[Document excerpt]
++++++

The months since July 2007 have been among the busiest of my career, so I've been unfortunately unable to devote the kind of time I'd like to addressing various matters (legal, political and otherwise) on this blog. In particular, the recent brouhahas over human rights commission complaints being filed against Maclean's and against Ezra Levant and the Western Standard engage free expression issues in which I have a particular interest, so it's been frustrating for me to be silent on the matters, but others have been doing a much better job of covering them then I'd be able to. I have been, let us say, derelict in my duties as a member of the vast rightwing conspiracy. Happily, others have been addressing the issues with much more eloquence and attention than I'd have been able to muster, so my voice has hardly been missed. A couple of weeks ago I did find the time to pen an op-ed piece which the good folks at the National Post were generous enough to publish today. It can be found online here, and on page A16 of the print edition.
The piece doesn't begin to contain much of what I'd like to say about the matters, but I thought it might provide some useful context for at least part of the discussion. I don't love the title ("The Free-Speech Myth") which was appended to the op-ed, but I wasn't really able to offer any better suggestions. Of more concern, there was one paragraph which lost a sentence in the editing process, which I'd like to add back in because the nuance is important - the underlined portion was in the original but missing from the final version:
Canadians have long sought to define the proper limits of speech and expression: The government once banned the tracts of Jehovah's Witnesses, and pulled Witness children who refused to salute the flag not just out of school, but out of the home of their parents. When the Doukhobor religious sect staged events of public nudity to give expression to their rejection of secular authority, the government responded by amending the Criminal Code to add a specific crime carrying an increased jail term. These days, and for many years now, various mayors of Toronto have happily participated in Pride parades which feature enthusiastic displays of public nudity.

++++++

[Given entries]
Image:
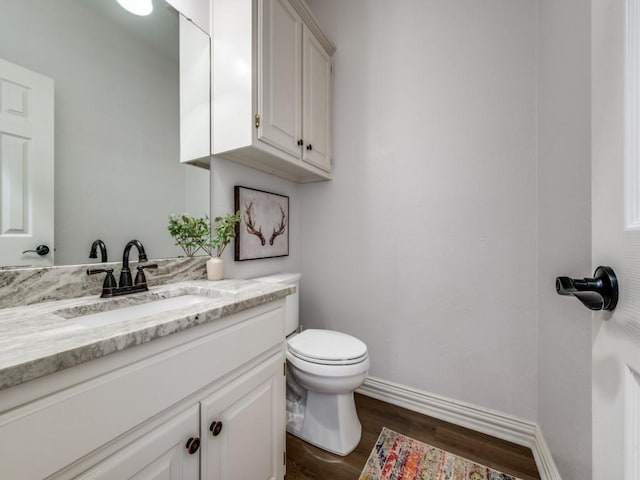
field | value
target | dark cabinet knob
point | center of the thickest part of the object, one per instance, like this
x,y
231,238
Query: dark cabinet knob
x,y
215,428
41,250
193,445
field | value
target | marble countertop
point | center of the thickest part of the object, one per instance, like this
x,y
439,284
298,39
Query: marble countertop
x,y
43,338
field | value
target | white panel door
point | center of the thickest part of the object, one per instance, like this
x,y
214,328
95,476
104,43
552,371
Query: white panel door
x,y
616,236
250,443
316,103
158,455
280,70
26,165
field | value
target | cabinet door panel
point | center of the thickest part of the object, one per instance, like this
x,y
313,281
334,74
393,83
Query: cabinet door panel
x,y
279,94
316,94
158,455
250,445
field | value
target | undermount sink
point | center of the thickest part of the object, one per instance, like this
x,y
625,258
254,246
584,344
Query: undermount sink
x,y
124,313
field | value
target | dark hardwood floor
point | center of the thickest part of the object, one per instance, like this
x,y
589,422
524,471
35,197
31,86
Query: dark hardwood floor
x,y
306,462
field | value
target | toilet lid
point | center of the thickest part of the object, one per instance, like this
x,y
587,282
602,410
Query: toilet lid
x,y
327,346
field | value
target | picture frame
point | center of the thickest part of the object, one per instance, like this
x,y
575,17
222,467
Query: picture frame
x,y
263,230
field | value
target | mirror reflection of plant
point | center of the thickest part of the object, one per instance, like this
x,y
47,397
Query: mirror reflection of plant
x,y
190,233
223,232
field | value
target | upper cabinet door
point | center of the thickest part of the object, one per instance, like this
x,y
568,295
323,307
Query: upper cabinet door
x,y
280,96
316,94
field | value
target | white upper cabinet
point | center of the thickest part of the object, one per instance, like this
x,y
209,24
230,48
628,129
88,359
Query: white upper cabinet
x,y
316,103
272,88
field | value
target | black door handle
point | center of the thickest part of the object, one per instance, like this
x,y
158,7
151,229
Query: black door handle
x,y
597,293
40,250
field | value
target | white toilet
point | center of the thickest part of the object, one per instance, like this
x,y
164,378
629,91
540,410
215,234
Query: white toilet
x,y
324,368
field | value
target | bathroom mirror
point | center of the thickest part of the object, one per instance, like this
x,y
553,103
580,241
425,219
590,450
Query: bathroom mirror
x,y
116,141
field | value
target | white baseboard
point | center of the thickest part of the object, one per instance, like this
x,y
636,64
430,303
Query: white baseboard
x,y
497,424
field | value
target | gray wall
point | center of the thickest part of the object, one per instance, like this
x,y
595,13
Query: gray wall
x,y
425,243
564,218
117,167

++++++

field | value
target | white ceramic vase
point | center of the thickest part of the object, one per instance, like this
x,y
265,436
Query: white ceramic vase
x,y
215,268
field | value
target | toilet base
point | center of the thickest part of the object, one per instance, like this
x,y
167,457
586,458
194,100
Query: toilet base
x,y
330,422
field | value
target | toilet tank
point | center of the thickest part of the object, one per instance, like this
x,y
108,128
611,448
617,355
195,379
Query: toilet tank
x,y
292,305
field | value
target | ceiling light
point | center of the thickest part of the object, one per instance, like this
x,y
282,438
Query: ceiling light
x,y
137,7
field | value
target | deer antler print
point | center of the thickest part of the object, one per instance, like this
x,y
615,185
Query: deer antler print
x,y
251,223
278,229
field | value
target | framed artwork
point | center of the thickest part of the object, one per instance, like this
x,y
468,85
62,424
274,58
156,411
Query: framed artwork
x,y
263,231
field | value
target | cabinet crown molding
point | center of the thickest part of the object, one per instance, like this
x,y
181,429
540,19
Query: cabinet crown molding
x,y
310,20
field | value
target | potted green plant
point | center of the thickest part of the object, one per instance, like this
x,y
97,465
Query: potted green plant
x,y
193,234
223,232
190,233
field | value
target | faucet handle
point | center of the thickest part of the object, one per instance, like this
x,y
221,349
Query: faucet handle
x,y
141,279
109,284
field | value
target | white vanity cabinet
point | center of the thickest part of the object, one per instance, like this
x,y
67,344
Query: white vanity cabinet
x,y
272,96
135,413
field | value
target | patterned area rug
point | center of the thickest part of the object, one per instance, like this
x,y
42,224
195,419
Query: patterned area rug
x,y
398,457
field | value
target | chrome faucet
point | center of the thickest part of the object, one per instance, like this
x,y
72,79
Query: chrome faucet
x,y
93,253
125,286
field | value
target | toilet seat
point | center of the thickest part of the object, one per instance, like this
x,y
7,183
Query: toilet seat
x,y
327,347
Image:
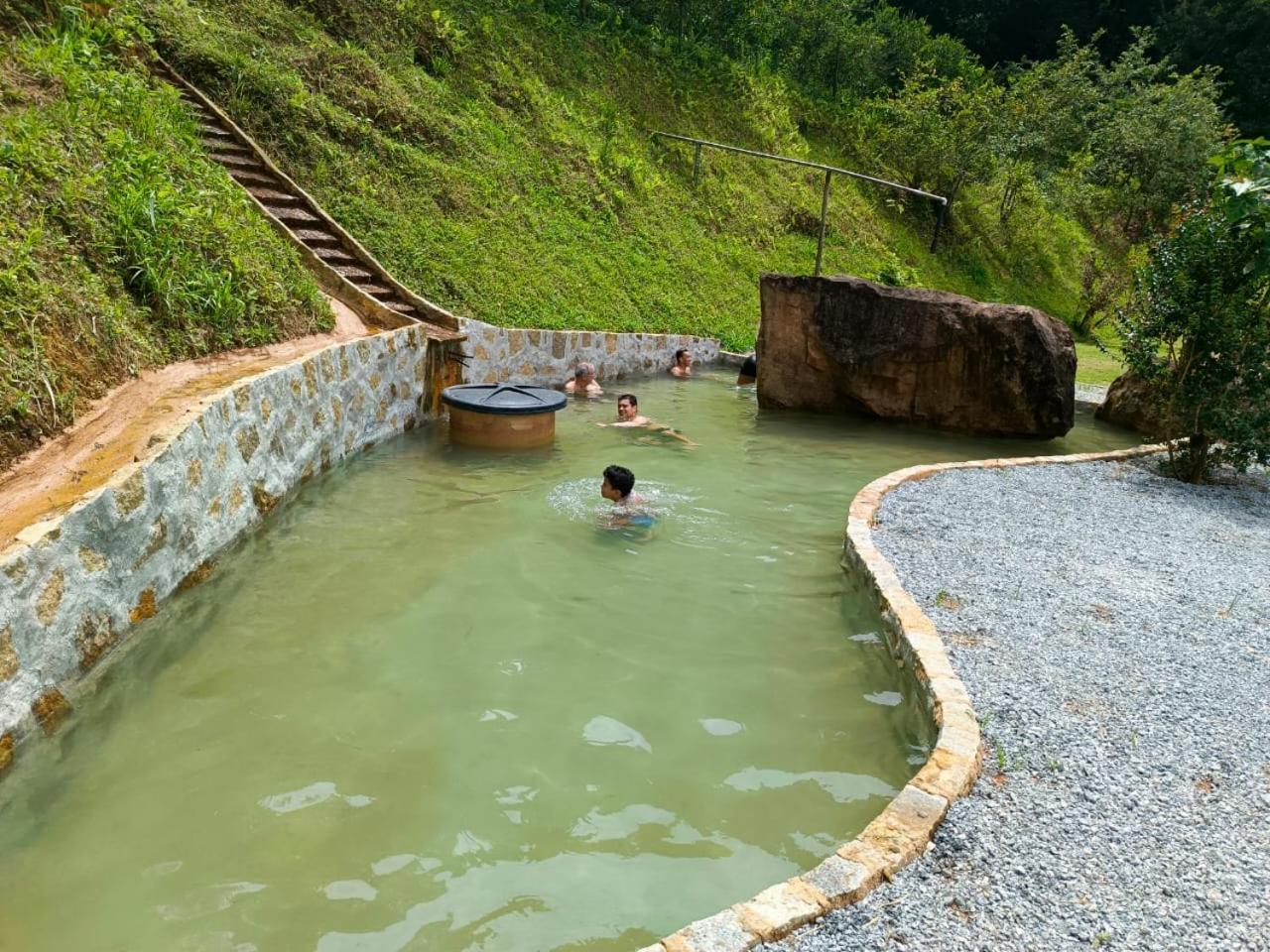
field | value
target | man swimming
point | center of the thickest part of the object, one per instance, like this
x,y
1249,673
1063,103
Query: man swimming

++++++

[Requests]
[a] In the blog post about the National Post op-ed, what title was attached to the published piece?
[b] Carry on writing the blog post about the National Post op-ed, starting after its last sentence.
The records have no connection to the blog post.

[Answers]
[a] "The Free-Speech Myth"

[b]
I was trying to highlight the juxtaposition in how we respond to public nudity: it was once considered a threat dire enough to warrant parliamentary attention, but our concerns have sufficiently morphed over the years that leading public figures will happily associate themselves with it. The point, and hopefully the theme which came through in the column, isn't the normative aspect of the behaviour, but that our responses to the behaviour are in a constant state of reassessment and revision. Much the same with free expression: what is considered acceptable expression has rather radically changed over the decades, and will likely continue to do so. This is all a political project, and should be treated as such. As I wrote, "In short, the objects of our piety may have changed, but the inclination to government oversight of speech and expression isn't terribly different".
An intelligent historical perspective, something lacking in a lot of the commentary there has been about the Levant/Steyn cases. If it doesn't keep the wider debate honest, it will at least keep me honest.
Now put your pants back on, Tarantenko.
Posted by: Jim Whyte | January 30, 2008 at 01:29 PM
Thanks Bob!
Current arbiters of speech reside in places like: Advertising Standards; the Canadian Broadcast Standards Council; the Canadian-Radio Television and Telecommunications Commission; provincial Press Councils; and of course the Human Rights Commissions.
Are we going to have to wait until a big name broadcaster or personality is targeted by one of the former groups before exposing the whimsical and arbitrary reasoning behind their collective decisions?
Don't these decisions impact the way all Canadians are allowed to publicly communicate about, and with, one another?
It has taken a series of decisions against little guys for HRC folks to get the courage to take on Steyn and Macleans.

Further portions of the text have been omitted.